### Extracted material
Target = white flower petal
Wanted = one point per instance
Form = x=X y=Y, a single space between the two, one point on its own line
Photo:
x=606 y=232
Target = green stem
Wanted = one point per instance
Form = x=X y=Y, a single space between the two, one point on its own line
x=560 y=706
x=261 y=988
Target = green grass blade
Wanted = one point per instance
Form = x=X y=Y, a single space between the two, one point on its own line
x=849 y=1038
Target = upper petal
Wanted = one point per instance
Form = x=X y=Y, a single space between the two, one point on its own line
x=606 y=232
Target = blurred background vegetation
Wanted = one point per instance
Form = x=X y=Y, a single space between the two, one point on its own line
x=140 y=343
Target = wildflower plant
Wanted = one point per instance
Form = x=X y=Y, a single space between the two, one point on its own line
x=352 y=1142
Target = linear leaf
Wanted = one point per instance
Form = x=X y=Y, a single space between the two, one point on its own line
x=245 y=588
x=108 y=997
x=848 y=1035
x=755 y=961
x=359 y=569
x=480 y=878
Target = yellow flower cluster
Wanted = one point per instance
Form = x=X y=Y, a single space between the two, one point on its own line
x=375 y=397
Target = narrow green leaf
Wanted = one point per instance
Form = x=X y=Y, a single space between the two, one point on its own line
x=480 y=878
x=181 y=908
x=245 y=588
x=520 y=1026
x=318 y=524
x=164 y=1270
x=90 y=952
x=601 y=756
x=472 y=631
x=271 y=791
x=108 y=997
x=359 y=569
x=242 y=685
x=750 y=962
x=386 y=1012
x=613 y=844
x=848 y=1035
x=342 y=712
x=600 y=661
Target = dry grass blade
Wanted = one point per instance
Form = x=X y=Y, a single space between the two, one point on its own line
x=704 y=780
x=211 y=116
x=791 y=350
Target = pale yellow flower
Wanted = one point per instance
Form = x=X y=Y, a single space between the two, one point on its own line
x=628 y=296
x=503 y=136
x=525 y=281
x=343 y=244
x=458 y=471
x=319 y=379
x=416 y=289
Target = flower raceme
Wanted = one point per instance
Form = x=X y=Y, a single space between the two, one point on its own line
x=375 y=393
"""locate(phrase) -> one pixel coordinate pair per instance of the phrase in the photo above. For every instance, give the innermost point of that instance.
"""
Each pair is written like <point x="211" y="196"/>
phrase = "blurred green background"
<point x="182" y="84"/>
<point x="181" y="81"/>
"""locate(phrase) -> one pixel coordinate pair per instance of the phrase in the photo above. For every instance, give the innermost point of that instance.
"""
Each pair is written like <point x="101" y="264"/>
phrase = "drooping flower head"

### What this task involves
Pull out all lines in the data above that include "blade".

### Written reply
Target = green grass blade
Target = dry grass blade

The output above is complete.